*Given passage:*

◆ ◆ ◆ ◆

Is there a best practice for parsing all information contained within one parent XML node?

点点圈 提交于 2021-02-05 07:49:46

问题


I'm writing a VB.NET application to parse a large XML file which is a Japanese dictionary. I'm completely new to XML parsing and don't really know what I'm doing. The whole dictionary fits between two XML tags <jmdict> and </jmdict>. The next level is the <entry>, which contains all information for the 1 million entries, including the form, pronunciation, meaning of the word and so on.

◆ ◆ ◆ ◆

*Recorded data:*
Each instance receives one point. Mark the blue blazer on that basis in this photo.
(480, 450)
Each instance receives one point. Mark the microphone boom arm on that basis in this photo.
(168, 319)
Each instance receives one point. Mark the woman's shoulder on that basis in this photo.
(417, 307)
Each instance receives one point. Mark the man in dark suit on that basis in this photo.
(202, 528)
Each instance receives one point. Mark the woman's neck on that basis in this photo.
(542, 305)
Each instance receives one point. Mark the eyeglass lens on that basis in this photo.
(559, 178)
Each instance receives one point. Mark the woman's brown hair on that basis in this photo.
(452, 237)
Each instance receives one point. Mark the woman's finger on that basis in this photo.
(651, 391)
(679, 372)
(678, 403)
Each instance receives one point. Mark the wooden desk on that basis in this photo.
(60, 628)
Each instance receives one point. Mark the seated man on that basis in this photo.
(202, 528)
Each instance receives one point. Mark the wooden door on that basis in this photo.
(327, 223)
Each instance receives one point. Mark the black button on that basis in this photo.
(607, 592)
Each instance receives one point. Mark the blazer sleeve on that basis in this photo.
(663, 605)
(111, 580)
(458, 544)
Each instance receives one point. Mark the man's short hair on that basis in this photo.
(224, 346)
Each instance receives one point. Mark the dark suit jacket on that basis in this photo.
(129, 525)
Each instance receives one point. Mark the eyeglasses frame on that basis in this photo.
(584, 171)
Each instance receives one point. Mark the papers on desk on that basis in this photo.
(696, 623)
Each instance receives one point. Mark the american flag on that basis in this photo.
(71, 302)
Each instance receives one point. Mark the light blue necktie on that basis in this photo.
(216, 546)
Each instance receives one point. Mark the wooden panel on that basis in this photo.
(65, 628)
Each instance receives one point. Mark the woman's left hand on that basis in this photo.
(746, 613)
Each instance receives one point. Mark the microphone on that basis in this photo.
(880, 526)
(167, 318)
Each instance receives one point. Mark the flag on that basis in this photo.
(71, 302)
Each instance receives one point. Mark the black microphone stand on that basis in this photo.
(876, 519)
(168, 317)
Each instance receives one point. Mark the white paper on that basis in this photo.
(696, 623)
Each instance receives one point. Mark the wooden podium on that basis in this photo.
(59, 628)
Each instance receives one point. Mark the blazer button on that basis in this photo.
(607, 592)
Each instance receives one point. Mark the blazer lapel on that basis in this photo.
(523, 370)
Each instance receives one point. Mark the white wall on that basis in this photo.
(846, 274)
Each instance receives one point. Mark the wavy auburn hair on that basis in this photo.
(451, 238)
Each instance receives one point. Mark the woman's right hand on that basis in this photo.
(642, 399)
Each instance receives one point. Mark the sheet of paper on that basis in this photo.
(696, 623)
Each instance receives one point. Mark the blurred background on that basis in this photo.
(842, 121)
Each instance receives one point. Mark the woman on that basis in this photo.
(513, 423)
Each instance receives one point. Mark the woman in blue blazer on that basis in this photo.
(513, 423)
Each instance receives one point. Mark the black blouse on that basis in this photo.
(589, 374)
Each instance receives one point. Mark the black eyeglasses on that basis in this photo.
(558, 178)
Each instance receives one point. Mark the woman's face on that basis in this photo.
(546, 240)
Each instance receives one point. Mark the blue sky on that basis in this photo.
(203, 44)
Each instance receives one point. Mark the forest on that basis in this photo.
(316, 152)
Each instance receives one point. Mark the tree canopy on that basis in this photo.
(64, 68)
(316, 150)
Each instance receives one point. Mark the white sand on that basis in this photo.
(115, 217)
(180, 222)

◆ ◆ ◆ ◆

*Directions:*
Answer these questions from the forum post about XML parsing.
(a) Which language is the application being written in?
(b) Which two tags enclose the whole dictionary?
(c) How many entries does the dictionary contain?

*Correct output:*
(a) VB.NET
(b) <jmdict> and </jmdict>
(c) 1 million